» **Exercise directions**
Lines, not repeats, are what count: give the number of lines below that hold "this", and nothing more.

[Items from a data source]
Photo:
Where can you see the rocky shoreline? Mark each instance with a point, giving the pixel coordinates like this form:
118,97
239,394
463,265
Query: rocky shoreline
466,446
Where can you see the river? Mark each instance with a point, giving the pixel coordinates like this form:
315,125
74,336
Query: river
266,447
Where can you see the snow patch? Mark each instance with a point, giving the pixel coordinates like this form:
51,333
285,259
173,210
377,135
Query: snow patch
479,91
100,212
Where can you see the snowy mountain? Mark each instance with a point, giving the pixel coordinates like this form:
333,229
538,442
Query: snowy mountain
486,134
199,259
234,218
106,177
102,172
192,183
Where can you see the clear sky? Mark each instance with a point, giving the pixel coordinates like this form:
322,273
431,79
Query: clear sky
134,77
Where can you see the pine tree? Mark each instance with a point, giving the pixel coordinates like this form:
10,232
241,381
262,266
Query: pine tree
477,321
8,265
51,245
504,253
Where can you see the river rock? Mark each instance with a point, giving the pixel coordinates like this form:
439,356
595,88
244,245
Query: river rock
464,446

» **Reply to the task**
7